PROVIDED TEXT
========

Enhanced photoelectrocatalytic degradation of acetaminophen using a bifacial electrode of praseodymium-polyethylene glycol-PbO2//Ti//TiO2-nanotubes

A bifacial electrode—praseodymium-polyethylene glycol-PbO2//Ti//TiO2-nanotubes—was prepared for the photoelectrocatalytic degradation of acetaminophen. The physicochemical properties of the bifacial electrode (e.g. morphology, structure, light absorption, and electrochemical behavior) were systematically characterized. The effects of solution pH, electrolyte concentration, and current density on the removal of acetaminophen were investigated. With this bifacial electrode, approximately 97% of acetaminophen and 73% of chemical oxygen demand could be removed in 180 min. Compared with photocatalysis and electrocatalysis alone, the photoelectrocatalytic process exhibited a higher average current efficiency and lower energy consumption. This improved performance was attributed to the enhancement of the generation of reactive oxygen species (e.g. HO· and H2O2). Additionally, the intermediates generated in photoelectrocatalytic processes were identified, and two possible degradation pathways were proposed (i.e. direct degradation by HO· attack and acetaminophen dimerization). The ECOSAR prediction based on the molecular structure of intermediates revealed that some products more toxic than parent compounds were formed during photoelectrocatalysis. The acute toxicity test results confirmed that the global toxicity of the treated solution increased in the first 60 min of treatment. Generally, identifying the intermediates and characterizing the evolution of toxicity is important in the acetaminophen-related wastewater treatment for minimizing the potential ecological risks of effluents.

========

ASSIGNED TASK 1
Answer these questions from the acetaminophen degradation abstract:
(a) What share of acetaminophen and of chemical oxygen demand was removed in 180 min?
(b) Which two degradation pathways were proposed?
(c) During what period of treatment did the global toxicity of the treated solution increase?
ASSIGNED TASK 2
Condense the paragraph of the acetaminophen degradation abstract beginning "A bifacial electrode" into a short bulleted list that retains its main findings.

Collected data
========

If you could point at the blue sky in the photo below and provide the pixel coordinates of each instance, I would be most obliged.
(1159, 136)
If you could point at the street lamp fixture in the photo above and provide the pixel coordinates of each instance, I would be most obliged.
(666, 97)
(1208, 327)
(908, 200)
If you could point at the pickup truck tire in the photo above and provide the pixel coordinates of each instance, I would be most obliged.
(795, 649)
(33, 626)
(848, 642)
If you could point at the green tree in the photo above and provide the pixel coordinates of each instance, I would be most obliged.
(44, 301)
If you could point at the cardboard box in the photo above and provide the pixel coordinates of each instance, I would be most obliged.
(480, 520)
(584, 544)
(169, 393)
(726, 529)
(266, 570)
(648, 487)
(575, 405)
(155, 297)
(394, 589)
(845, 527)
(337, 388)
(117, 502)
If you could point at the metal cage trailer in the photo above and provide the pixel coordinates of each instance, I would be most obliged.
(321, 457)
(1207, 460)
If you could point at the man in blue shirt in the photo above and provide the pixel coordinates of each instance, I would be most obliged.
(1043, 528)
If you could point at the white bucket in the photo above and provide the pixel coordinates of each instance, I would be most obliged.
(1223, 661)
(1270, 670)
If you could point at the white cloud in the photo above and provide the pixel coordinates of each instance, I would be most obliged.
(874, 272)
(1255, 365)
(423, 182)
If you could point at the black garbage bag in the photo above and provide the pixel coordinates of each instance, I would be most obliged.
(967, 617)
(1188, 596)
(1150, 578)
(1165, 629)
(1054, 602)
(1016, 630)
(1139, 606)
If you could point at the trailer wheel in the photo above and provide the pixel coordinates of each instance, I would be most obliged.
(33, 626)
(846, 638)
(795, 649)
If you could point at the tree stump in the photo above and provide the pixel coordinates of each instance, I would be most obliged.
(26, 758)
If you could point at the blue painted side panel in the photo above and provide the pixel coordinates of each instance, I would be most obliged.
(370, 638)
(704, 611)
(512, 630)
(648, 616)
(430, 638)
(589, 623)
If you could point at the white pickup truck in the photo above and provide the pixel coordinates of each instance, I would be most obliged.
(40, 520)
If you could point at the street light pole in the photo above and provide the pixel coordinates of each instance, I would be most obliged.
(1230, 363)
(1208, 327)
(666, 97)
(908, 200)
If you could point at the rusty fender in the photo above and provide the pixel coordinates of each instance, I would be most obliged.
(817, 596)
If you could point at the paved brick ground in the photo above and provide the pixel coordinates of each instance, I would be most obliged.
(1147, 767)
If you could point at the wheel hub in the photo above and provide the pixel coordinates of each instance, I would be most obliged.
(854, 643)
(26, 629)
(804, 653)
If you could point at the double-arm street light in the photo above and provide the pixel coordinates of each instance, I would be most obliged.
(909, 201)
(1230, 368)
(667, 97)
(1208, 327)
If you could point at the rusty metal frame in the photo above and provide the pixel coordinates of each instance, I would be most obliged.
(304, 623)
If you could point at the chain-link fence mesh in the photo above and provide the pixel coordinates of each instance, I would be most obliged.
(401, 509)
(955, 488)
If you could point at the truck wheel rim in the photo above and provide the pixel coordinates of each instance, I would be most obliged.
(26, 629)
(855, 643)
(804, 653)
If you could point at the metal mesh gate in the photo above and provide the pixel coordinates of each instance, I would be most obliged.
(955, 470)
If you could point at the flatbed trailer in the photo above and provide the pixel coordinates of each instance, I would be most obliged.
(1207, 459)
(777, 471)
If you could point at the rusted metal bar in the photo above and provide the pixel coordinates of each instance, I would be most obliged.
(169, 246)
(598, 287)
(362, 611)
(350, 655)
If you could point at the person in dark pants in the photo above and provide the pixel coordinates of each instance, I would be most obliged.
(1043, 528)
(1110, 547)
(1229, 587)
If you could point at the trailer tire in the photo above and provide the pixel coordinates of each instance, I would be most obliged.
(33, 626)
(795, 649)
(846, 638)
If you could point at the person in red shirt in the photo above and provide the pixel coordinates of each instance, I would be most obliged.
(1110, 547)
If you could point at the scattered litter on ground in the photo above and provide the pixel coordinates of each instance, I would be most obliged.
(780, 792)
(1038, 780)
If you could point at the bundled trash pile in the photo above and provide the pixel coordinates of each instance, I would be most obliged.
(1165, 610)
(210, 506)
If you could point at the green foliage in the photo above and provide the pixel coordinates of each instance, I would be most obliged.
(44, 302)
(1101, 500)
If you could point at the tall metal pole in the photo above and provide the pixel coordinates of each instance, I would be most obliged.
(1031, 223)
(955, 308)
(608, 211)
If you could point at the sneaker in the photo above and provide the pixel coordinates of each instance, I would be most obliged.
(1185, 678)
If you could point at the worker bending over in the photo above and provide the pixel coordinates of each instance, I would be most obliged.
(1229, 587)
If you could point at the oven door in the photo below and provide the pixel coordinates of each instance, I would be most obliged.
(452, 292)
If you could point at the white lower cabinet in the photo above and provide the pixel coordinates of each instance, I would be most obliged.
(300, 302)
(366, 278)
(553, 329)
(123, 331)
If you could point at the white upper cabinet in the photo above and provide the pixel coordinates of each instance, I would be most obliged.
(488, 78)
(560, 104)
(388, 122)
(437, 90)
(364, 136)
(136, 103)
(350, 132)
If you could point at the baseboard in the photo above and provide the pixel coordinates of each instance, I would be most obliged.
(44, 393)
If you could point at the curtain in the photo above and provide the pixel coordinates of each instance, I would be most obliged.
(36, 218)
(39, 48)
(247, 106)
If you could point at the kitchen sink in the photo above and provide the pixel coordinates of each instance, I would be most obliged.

========

WRITTEN RESPONSE 1
(a) Approximately 97% of acetaminophen and 73% of chemical oxygen demand.
(b) Direct degradation by HO· attack and acetaminophen dimerization.
(c) The first 60 min of treatment.

WRITTEN RESPONSE 2
- A praseodymium-polyethylene glycol-PbO2//Ti//TiO2-nanotubes bifacial electrode was prepared for photoelectrocatalytic degradation of acetaminophen, and its morphology, structure, light absorption, and electrochemical behavior were characterized.
- The effects of solution pH, electrolyte concentration, and current density on acetaminophen removal were studied.
- About 97% of acetaminophen and 73% of chemical oxygen demand were removed in 180 min.
- Photoelectrocatalysis showed higher average current efficiency and lower energy consumption than photocatalysis or electrocatalysis alone, owing to enhanced generation of reactive oxygen species such as HO· and H2O2.
- Intermediates were identified, and two pathways were proposed: direct HO· attack and acetaminophen dimerization.
- ECOSAR prediction indicated that some products were more toxic than the parent compounds, and acute toxicity tests showed that global toxicity increased in the first 60 min.
- Identifying intermediates and tracking toxicity are important for minimizing the ecological risks of effluents from acetaminophen-related wastewater treatment.